EXERCISE PROMPT:
Duplicate the lines below word for word, starting at the line that contains "the transaero boeing" and continuing through the last line, and leave the pictures out of your answer.
==*==
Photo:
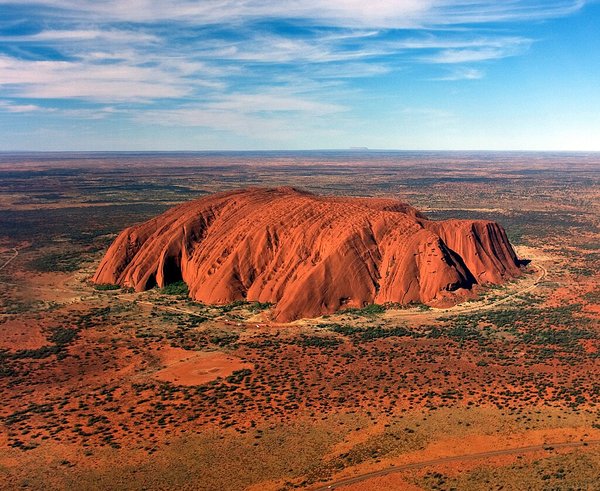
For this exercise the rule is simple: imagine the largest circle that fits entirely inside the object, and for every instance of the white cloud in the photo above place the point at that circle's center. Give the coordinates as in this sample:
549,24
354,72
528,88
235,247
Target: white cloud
375,13
99,82
462,73
80,35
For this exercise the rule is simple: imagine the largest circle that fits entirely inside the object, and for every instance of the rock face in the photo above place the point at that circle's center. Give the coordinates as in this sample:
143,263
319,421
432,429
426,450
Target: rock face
310,255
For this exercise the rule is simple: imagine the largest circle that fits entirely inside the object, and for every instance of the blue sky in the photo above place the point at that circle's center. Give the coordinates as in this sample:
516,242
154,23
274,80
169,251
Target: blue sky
299,74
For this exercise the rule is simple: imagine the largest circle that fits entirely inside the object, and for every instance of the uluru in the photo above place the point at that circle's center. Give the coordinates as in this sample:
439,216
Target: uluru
308,255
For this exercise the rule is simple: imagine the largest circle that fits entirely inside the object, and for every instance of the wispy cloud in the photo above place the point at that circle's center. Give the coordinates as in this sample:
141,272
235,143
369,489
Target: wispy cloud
380,13
238,65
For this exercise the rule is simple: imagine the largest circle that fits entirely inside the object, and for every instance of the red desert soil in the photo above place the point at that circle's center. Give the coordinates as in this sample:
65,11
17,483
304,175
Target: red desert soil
185,368
21,335
311,255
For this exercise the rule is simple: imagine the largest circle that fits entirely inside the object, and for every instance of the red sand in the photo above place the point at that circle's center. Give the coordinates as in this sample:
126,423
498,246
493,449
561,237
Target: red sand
188,368
310,255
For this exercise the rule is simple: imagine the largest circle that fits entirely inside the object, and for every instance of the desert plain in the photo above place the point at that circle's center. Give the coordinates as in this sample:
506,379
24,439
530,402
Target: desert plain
104,387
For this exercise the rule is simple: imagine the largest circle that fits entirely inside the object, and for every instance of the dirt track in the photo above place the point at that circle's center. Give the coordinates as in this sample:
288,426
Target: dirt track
455,458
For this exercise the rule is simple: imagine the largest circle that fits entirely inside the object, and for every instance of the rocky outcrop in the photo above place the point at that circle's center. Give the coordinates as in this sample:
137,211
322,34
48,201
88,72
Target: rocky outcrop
310,255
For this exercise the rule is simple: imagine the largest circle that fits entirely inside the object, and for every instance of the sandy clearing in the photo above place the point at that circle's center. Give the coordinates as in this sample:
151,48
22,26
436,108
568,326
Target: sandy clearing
189,368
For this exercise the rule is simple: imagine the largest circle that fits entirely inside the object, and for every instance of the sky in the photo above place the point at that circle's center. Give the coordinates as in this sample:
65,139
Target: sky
299,74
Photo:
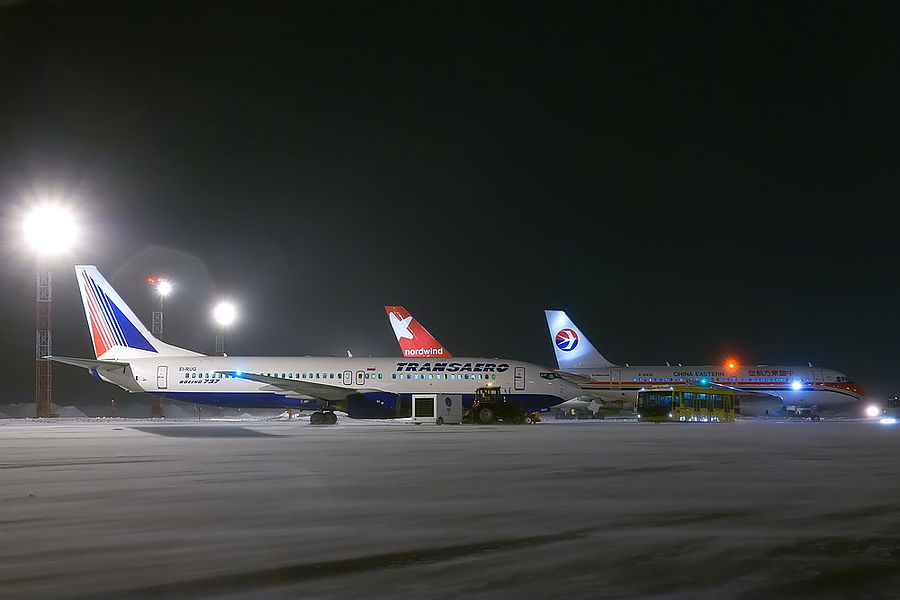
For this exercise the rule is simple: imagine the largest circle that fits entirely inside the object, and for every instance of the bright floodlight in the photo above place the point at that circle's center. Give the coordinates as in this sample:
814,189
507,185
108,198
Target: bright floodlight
224,313
50,229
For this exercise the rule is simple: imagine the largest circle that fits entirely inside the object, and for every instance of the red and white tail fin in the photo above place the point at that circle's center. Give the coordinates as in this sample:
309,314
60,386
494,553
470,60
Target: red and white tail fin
414,339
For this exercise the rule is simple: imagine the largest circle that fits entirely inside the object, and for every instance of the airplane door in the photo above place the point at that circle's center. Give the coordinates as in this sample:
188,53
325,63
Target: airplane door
162,377
520,378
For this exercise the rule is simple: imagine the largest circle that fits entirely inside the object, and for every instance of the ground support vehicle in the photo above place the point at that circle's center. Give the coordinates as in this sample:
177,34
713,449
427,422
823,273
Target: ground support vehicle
490,405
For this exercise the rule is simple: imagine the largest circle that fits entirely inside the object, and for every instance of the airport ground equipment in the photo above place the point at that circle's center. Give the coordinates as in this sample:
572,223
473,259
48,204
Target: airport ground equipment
440,409
491,405
703,402
802,412
323,418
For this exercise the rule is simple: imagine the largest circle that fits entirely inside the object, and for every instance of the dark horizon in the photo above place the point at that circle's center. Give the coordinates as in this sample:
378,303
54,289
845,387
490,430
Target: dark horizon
690,181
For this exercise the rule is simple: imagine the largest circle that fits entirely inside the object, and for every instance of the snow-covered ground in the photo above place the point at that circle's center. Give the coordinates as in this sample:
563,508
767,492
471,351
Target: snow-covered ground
282,509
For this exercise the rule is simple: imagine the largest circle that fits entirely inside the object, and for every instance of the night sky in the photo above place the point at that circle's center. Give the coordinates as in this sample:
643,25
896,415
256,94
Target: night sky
688,180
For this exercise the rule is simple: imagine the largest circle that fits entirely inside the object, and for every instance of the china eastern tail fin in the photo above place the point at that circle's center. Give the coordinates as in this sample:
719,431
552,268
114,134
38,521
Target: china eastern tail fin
414,339
573,349
116,332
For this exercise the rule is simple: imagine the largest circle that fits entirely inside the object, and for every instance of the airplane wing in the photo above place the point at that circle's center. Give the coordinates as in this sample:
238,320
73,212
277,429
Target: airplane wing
114,371
297,388
90,363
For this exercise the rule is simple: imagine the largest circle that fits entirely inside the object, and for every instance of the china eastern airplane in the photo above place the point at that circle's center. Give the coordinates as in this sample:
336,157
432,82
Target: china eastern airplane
766,387
127,355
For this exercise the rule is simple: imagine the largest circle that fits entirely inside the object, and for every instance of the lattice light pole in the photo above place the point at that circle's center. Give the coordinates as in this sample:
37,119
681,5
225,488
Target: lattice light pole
162,287
43,382
49,229
224,314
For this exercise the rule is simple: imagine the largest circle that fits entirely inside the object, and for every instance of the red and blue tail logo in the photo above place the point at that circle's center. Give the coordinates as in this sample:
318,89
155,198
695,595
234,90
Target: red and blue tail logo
566,340
108,323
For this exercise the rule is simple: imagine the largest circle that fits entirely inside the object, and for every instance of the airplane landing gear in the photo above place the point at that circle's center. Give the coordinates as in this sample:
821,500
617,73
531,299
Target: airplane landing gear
323,418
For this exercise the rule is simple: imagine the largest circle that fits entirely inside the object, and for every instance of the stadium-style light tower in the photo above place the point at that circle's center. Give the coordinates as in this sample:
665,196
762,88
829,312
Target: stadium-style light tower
49,229
224,313
162,287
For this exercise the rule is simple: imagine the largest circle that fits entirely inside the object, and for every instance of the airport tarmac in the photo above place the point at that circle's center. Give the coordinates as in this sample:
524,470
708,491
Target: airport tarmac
269,509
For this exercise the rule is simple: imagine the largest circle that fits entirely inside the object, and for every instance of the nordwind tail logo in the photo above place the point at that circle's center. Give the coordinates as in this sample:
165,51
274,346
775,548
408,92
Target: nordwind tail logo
566,340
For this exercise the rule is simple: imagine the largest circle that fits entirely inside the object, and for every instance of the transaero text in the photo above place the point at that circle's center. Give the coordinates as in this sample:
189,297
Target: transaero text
454,367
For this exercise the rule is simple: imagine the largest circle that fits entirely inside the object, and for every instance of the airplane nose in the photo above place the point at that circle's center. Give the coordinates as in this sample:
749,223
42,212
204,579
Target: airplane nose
856,388
569,390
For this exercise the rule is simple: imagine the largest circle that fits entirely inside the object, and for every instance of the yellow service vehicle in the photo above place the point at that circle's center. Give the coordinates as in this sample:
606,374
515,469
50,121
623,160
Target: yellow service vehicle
702,402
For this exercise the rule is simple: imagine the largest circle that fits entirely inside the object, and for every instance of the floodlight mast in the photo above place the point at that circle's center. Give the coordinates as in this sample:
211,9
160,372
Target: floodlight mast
224,314
162,288
49,229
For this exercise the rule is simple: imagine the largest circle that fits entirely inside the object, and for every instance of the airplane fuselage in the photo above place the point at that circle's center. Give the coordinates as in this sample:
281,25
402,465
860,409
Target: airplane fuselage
383,385
801,386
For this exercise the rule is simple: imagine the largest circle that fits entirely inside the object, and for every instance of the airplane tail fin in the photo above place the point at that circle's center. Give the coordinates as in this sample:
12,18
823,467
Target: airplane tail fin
573,349
116,332
414,339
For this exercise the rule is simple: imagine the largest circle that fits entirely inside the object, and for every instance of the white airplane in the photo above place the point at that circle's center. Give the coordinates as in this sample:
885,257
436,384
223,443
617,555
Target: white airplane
768,388
127,355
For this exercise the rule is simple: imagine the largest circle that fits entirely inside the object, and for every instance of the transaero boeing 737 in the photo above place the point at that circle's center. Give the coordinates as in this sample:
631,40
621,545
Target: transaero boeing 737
767,387
127,355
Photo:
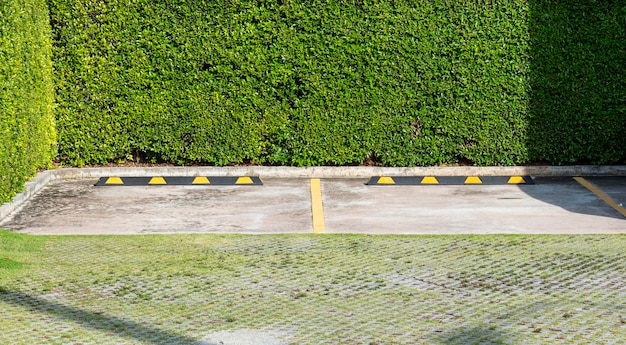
==*==
WRITTEN RESPONSE:
For this exercise the rule is simple: imagine the largest circle that fits entirely inside the object, and for every instance of the transaero boeing 737 in the photo above place the point at that circle's center. Give the coordinates as in this sample:
631,40
621,545
Target: transaero boeing 737
767,387
127,355
Photo:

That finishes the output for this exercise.